> [Required action 1]: Print the passage of the blog post on writing between "When writing the" and "to write. (ahem.)", inclusive, word for word.

WRITERS HELPING WRITERS®

Helping writers become bestselling authors

Yesterday: Looking Back at the First Act

August 18, 2020 by Writing Coach

“Yesterday.”

A beautiful, beautiful song that easily applies to our writing process. Confused? Go with me for a minute.

It doesn’t matter if we’re a pantser, a plotter, a plotser, a puzzler, or some other mash-up of a writing process (there is no right or wrong process!). There will come a time in our first draft, or second or third, when we look back and realize we’ve missed something super important along the way…something that could not have been revealed until we had the space to look back.

That’s important. Keep that in mind as we continue.

So how does a Beatles song apply to our writing? Let’s find out.

Yesterday – The First Act

When writing the first act, we’re often in that I’m in love! phase with our book. The characters are finding their voice, the story we’ve had brimming inside is finally getting onto the page, and there’s a powerful, creative energy for this amazing story idea.

Yesterday
All my troubles seemed so far away

Sure, it’s not easy. For some of us, it may be the hardest act to write. (ahem.)

But while we’re in the first act, plot holes don’t exist, boring side characters haven’t revealed themselves yet, lack of suspense or action or romance hasn’t occurred, because we are still so early in the process.

Then, we enter act two and act three—which have their own share of problems. Even if we’ve painstakingly plotted, scenes that arrive later in the story might throw our original vision off course. And sometime in these later two acts, it can feel as if our troubles are here to stay.

Now it looks as though they’re here to stay
Oh, I believe in yesterday

A Shadow Hanging Over Me

Suddenly
I’m not half the man I used to be
There’s a shadow hanging over me
Oh, yesterday came suddenly

In the later acts, it may feel as if there’s a shadow hanging over our words. 

Something’s changed somewhere, or we feel we have missed an opportunity to deepen the story…but because the story has not been completely written, we don’t have the clarity or distance to see where we’ve gone astray. 

We all have different ways of dealing with this, from puzzling our scenes together and connecting them at the very end of our process, or sticking to our story outline no matter what…even if a scene is no longer working…or making a note in the margin and moving on, trusting ourselves to fix it later and praying we’re not writing ourselves into a corner.

But that shadow. It can really dampen the writing spirit.

Now I Long for Yesterday

Why she had to go, I don’t know
She wouldn’t say
I said something wrong
Now I long for yesterday

Hey. It happens. Hindsight is 20/20, or so they say. At the very least, hindsight lets us see the path we’ve traveled, and where we could have taken different steps to shorten our journey or saved ourselves from some hard bumps along the way.

> [Input for this task]:
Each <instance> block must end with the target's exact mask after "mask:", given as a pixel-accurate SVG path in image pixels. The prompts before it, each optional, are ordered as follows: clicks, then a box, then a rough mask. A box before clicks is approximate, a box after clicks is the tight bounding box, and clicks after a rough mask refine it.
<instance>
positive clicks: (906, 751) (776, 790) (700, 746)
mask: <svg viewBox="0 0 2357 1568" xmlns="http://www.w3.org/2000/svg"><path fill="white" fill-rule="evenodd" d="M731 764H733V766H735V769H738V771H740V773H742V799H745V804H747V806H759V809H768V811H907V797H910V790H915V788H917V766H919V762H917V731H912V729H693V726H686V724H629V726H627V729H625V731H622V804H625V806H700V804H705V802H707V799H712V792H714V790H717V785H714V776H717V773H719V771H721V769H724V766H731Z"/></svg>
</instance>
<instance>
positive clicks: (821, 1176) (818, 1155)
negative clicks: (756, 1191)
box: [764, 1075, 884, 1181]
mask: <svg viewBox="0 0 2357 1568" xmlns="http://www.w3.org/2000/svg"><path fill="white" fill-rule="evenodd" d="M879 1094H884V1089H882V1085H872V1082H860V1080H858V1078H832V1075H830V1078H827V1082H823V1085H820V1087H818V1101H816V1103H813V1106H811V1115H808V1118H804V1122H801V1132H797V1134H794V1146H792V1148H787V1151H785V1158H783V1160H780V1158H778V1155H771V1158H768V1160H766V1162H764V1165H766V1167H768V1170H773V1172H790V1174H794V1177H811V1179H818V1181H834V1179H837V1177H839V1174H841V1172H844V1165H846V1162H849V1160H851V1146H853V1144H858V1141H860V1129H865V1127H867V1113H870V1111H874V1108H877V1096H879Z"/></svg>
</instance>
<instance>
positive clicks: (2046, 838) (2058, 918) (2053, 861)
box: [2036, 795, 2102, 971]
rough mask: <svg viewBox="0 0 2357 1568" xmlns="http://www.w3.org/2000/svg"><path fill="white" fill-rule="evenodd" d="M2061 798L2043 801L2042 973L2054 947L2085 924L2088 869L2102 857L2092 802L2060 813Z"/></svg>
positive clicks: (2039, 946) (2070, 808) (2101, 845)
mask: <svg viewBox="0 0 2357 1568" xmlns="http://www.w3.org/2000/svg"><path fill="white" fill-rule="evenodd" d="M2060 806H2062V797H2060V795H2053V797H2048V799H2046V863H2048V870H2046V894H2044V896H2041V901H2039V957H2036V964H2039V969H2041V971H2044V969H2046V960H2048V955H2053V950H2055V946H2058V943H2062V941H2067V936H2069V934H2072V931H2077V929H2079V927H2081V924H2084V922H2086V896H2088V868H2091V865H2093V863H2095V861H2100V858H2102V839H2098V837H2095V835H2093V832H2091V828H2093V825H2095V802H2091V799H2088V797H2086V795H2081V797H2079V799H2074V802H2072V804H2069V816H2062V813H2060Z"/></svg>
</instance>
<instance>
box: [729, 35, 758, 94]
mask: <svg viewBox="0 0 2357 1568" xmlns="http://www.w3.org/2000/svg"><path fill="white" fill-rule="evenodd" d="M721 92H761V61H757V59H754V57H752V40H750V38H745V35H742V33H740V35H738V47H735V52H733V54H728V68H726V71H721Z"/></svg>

> [Required action 2]: Edit the records from their first line through the line holding "positive clicks: (906, 751)", inclusive, replacing "prompts" with "inputs" and leaving everything else unchanged, and give only those lines.

> [Written response 1]:
When writing the first act, we’re often in that I’m in love! phase with our book. The characters are finding their voice, the story we’ve had brimming inside is finally getting onto the page, and there’s a powerful, creative energy for this amazing story idea.

Yesterday
All my troubles seemed so far away

Sure, it’s not easy. For some of us, it may be the hardest act to write. (ahem.)

> [Written response 2]:
Each <instance> block must end with the target's exact mask after "mask:", given as a pixel-accurate SVG path in image pixels. The inputs before it, each optional, are ordered as follows: clicks, then a box, then a rough mask. A box before clicks is approximate, a box after clicks is the tight bounding box, and clicks after a rough mask refine it.
<instance>
positive clicks: (906, 751) (776, 790) (700, 746)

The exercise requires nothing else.